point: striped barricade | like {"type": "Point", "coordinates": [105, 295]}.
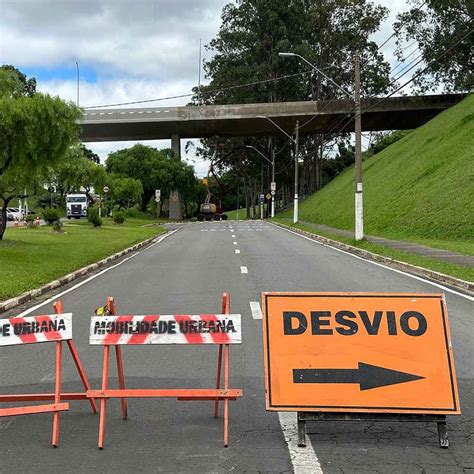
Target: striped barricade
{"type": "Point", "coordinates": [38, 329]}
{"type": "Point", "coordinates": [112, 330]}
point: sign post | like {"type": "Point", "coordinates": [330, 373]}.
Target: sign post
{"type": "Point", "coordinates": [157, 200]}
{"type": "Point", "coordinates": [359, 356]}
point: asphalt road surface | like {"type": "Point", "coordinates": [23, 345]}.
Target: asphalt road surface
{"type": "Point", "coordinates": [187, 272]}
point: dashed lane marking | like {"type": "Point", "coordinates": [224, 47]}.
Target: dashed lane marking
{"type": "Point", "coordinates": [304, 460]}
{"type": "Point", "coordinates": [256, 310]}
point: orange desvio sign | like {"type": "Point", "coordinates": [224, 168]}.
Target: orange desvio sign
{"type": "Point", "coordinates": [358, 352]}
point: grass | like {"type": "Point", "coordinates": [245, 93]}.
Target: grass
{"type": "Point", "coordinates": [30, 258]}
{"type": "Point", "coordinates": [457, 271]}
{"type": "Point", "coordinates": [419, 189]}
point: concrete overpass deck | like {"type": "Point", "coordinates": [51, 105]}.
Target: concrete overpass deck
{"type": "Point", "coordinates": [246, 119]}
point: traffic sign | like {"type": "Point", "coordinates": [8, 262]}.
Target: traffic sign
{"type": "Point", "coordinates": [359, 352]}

========

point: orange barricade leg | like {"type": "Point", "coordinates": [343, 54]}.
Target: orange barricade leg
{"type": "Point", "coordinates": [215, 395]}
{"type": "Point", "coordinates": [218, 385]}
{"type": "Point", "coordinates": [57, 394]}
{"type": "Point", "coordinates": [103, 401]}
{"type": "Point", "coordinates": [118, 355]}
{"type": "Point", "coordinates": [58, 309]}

========

How many lines of the data above contain the string "overpass"? Reply with the number alone.

● SOLUTION:
2